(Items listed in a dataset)
+--

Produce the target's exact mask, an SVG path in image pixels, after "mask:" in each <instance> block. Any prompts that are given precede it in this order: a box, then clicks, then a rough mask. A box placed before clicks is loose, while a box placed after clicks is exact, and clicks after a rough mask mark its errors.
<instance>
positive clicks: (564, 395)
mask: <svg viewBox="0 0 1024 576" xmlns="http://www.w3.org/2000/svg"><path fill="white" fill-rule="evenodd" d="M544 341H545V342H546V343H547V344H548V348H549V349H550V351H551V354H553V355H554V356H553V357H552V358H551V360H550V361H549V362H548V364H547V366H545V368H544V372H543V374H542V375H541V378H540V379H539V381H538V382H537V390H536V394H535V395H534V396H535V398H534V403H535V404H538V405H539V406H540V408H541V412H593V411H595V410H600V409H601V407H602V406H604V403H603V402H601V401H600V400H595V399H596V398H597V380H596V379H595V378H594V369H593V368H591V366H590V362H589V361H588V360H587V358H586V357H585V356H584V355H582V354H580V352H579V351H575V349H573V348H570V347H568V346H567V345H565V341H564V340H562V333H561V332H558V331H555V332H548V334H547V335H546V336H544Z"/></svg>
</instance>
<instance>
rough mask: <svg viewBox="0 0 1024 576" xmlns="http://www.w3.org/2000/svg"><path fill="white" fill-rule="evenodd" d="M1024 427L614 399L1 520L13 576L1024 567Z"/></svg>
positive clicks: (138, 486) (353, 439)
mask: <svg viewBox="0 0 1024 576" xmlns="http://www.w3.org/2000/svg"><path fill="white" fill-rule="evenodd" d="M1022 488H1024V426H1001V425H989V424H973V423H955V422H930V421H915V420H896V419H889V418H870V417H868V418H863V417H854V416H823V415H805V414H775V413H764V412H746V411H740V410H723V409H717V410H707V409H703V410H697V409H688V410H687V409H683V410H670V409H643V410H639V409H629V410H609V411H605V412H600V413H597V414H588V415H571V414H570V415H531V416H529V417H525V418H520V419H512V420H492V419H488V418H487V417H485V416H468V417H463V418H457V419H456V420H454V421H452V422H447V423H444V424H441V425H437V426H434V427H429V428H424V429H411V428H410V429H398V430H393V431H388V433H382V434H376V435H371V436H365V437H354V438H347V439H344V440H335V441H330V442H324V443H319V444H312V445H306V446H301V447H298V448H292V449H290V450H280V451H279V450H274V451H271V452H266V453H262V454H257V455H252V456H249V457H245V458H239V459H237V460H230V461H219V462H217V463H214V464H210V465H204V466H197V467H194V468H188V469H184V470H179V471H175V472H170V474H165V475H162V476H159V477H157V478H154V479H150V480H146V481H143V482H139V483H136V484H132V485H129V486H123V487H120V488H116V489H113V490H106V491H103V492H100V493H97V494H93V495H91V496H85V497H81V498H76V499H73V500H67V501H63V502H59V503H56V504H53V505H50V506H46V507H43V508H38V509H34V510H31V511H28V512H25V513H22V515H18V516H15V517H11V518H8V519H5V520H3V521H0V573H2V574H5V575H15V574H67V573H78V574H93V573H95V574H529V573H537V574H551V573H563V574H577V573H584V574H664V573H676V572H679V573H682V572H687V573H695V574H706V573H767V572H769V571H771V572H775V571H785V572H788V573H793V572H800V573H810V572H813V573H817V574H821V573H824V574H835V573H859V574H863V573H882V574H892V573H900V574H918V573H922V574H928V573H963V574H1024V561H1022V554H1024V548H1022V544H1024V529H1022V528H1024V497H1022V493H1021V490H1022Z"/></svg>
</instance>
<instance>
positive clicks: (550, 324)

+--

## Problem statement
Reply with the lines from the first line of the entries through the line that contains "rough mask: <svg", repeated exactly with both ends kept, and with nothing else.

## Task result
Produce the target's exact mask, an SVG path in image pixels, after "mask:" in each <instance> block. Any prompts that are given precede it in this order: a box, then clicks, then a rough mask. A box placed before clicks is loose, while a box placed after clicks is exact, and clicks after a rough mask mark its errors.
<instance>
positive clicks: (564, 395)
mask: <svg viewBox="0 0 1024 576" xmlns="http://www.w3.org/2000/svg"><path fill="white" fill-rule="evenodd" d="M544 341H545V342H546V343H547V344H548V348H549V349H550V351H551V354H553V355H554V356H553V357H552V358H551V360H550V361H549V362H548V364H547V366H545V368H544V372H543V374H542V375H541V378H540V379H539V381H538V382H537V390H536V394H535V395H534V396H535V398H534V403H535V404H538V405H539V406H540V408H541V412H593V411H595V410H600V409H601V407H602V406H604V403H603V402H601V401H600V400H595V399H596V398H597V380H596V379H595V378H594V369H593V368H591V366H590V362H589V361H588V360H587V358H586V357H585V356H584V355H582V354H580V352H579V351H575V349H573V348H570V347H568V346H567V345H565V341H564V340H562V333H561V332H558V331H555V332H548V334H547V335H546V336H544Z"/></svg>
</instance>
<instance>
rough mask: <svg viewBox="0 0 1024 576" xmlns="http://www.w3.org/2000/svg"><path fill="white" fill-rule="evenodd" d="M1024 427L614 399L1 520L13 576L1024 567Z"/></svg>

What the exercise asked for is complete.